Segmentation dataset excerpts
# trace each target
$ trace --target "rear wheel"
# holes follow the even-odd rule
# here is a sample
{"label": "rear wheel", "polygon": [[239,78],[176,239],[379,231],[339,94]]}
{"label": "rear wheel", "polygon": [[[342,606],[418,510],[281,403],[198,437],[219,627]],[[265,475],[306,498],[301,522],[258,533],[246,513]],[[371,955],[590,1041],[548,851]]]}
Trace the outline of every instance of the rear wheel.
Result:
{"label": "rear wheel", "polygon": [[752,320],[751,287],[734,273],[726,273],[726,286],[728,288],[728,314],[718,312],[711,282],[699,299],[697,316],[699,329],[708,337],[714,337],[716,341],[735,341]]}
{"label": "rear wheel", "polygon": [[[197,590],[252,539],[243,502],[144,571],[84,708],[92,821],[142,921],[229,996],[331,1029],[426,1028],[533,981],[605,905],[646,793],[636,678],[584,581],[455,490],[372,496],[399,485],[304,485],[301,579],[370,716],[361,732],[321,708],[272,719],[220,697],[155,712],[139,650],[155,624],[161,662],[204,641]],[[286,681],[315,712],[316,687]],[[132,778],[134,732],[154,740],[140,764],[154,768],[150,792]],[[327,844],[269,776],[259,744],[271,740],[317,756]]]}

THE TASK:
Reproduce all of the data above, substituting "example" for "sample" and changing nothing else.

THE RESPONSE:
# trace each target
$ trace --target "rear wheel"
# holes follow the even-odd rule
# here is a example
{"label": "rear wheel", "polygon": [[239,78],[176,239],[379,231],[339,94]]}
{"label": "rear wheel", "polygon": [[[342,606],[418,510],[281,403],[198,437],[219,627]],[[265,475],[306,498],[301,522],[258,533],[246,513]],[[371,955],[590,1041],[548,851]]]}
Trace the outline of every instance of the rear wheel.
Result:
{"label": "rear wheel", "polygon": [[752,320],[751,287],[734,273],[726,273],[726,286],[728,288],[728,314],[718,312],[711,282],[699,299],[697,316],[699,329],[708,337],[714,337],[716,341],[735,341]]}
{"label": "rear wheel", "polygon": [[[197,590],[252,539],[243,502],[144,571],[84,708],[92,821],[142,921],[229,996],[331,1029],[426,1028],[533,981],[605,905],[646,793],[636,678],[584,581],[455,490],[372,496],[399,485],[304,485],[301,579],[370,716],[361,732],[321,708],[272,719],[220,697],[155,712],[139,650],[155,624],[161,662],[204,641]],[[286,681],[315,712],[316,687]],[[132,778],[134,732],[154,740],[140,764],[154,768],[150,792]],[[327,844],[269,776],[259,744],[271,740],[317,756]]]}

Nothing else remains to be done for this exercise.